● SOURCE DOCUMENT
□ □ □
Optimized and Quantized sentence-transformers/all-MiniLM-L6-v2 with a custom pipeline.py

This repository implements a custom task for sentence-embeddings for 🤗 Inference Endpoints for accelerated inference using 🤗 Optimum. The code for the customized pipeline is in the pipeline.py.

In the how to create your own optimized and quantized model you will learn how the model was converted & optimized, it is based on the Accelerate Sentence Transformers with Hugging Face Optimum blog post. It also includes how to create your custom pipeline and test it. There is also a notebook included.

To use deploy this model a an Inference Endpoint you have to select Custom as task to use the pipeline.py file. -> double check if it is selected

expected Request payload

{
  "inputs": "The sky is a blue today and not gray", 
}

below is an example on how to run a request using Python and requests.

Run Request

import json
from typing import List
import requests as r
import base64

ENDPOINT_URL = ""
HF_TOKEN = ""


def predict(document_string:str=None):

    payload = {"inputs": document_string}
    response = r.post(
        ENDPOINT_URL, headers={"Authorization": f"Bearer {HF_TOKEN}"}, json=payload
    )
    return response.json()


prediction = predict(
    path_to_image="The sky is a blue today and not gray"
)
□ □ □
● SUPPLIED DATA
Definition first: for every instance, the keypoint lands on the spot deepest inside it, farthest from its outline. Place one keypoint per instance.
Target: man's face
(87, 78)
□ □ □
● THE TASK
Resume the write-up on deploying the optimized and quantized all-MiniLM-L6-v2 sentence-embedding model as an Inference Endpoint, starting right after its last line of Python code.

● FINAL RESULT
expected output

{'embeddings': [[-0.021580450236797333,
   0.021715054288506508,
   0.00979710929095745,
   -0.0005379787762649357,
   0.04682469740509987,
   -0.013600599952042103,
   ...
}

How to create your own optimized and quantized model

Steps: 1. Convert model to ONNX
2. Optimize & quantize model with Optimum
3. Create Custom Handler for Inference Endpoints

Helpful links:

Setup & Installation

%%writefile requirements.txt
optimum[onnxruntime]==1.3.0
mkl-include
mkl

install requirements

!pip install -r requirements.txt

1. Convert model to ONNX

from optimum.onnxruntime import ORTModelForFeatureExtraction
from transformers import AutoTokenizer
from pathlib import Path


model_id="sentence-transformers/all-MiniLM-L6-v2"
onnx_path = Path(".")

# load vanilla transformers and convert to onnx
model = ORTModelForFeatureExtraction.from_pretrained(model_id, from_transformers=True)
tokenizer = AutoTokenizer.from_pretrained(model_id)

# save onnx checkpoint and tokenizer
model.save_pretrained(onnx_path)
tokenizer.save_pretrained(onnx_path)

2. Optimize & quantize model with Optimum

from optimum.onnxruntime import ORTOptimizer, ORTQuantizer
from optimum.onnxruntime.configuration import OptimizationConfig, AutoQuantizationConfig

# create ORTOptimizer and define optimization configuration
optimizer = ORTOptimizer.from_pretrained(model_id, feature=model.pipeline_task)
optimization_config = OptimizationConfig(optimization_level=99) # enable all optimizations

# apply the optimization configuration to the model
optimizer.export(
    onnx_model_path=onnx_path / "model.onnx",
    onnx_optimized_model_output_path=onnx_path / "model-optimized.onnx",
    optimization_config=optimization_config,
)


# create ORTQuantizer and define quantization configuration
dynamic_quantizer = ORTQuantizer.from_pretrained(model_id, feature=model.pipeline_task)
dqconfig = AutoQuantizationConfig.avx512_vnni(is_static=False, per_channel=False)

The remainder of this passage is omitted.